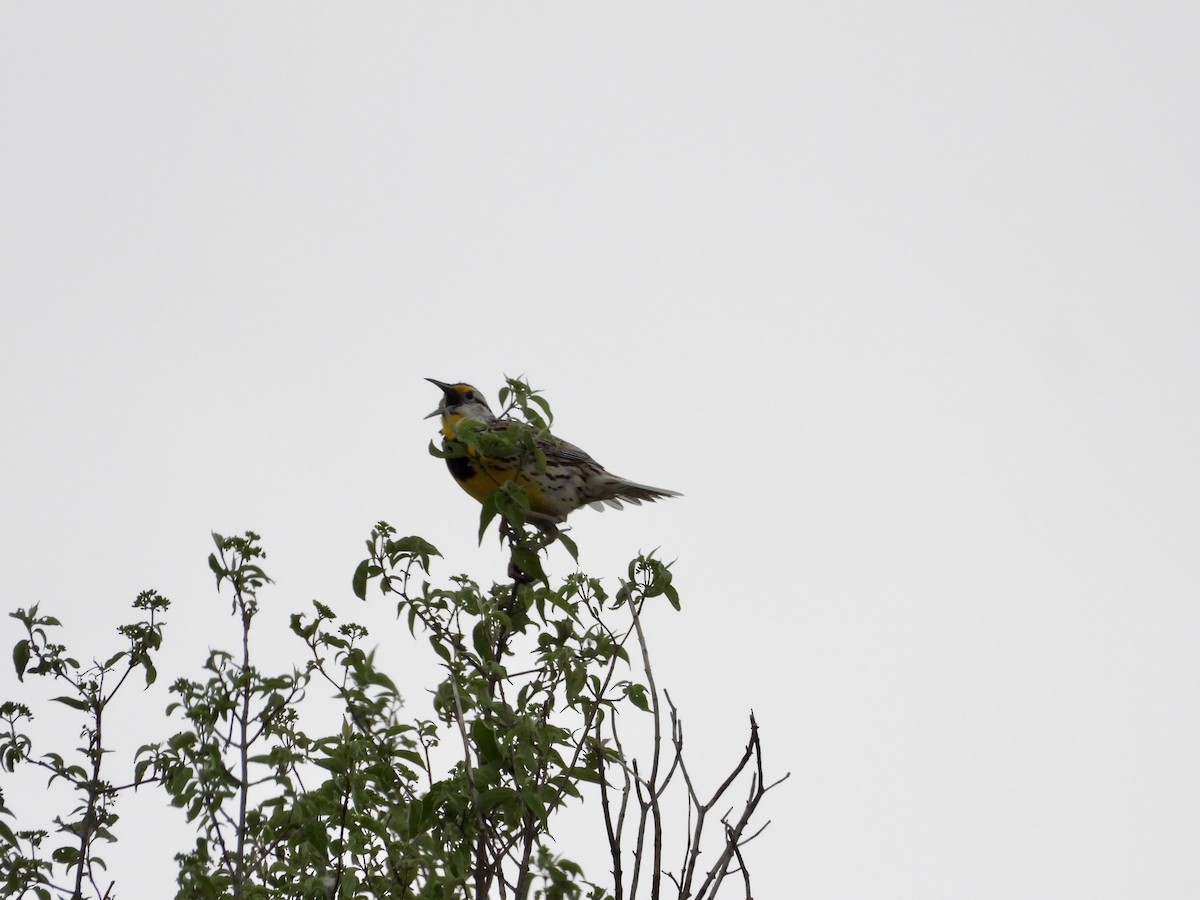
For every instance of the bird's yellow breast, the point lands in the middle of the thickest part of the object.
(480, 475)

....................

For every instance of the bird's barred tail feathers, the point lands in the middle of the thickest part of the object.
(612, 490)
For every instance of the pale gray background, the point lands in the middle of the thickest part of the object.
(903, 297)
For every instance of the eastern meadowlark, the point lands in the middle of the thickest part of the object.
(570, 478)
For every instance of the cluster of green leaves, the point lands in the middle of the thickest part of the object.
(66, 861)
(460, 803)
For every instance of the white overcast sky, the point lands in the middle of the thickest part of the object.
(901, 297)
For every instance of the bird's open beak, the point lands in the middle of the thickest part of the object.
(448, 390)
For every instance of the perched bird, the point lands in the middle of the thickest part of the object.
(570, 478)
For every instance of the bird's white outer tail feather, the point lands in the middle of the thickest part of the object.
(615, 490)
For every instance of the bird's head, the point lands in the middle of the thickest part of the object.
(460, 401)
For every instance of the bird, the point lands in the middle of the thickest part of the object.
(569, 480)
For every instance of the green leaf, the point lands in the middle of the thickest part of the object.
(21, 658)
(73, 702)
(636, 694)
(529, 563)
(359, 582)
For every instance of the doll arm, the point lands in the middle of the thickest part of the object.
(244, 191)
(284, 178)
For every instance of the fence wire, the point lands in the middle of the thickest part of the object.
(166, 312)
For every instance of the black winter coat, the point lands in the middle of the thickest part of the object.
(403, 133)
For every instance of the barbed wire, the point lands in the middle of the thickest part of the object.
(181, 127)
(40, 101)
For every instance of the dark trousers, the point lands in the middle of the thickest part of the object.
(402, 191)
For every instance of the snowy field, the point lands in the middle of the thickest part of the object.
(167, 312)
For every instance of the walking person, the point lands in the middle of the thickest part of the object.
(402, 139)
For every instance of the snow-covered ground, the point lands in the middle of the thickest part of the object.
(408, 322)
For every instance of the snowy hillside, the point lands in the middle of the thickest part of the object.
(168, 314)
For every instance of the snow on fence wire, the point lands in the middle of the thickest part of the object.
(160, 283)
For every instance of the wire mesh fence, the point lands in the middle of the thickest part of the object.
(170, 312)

....................

* Brief
Count the lines in the rows above that contain the string "snowy", and give only that number.

* Written response
2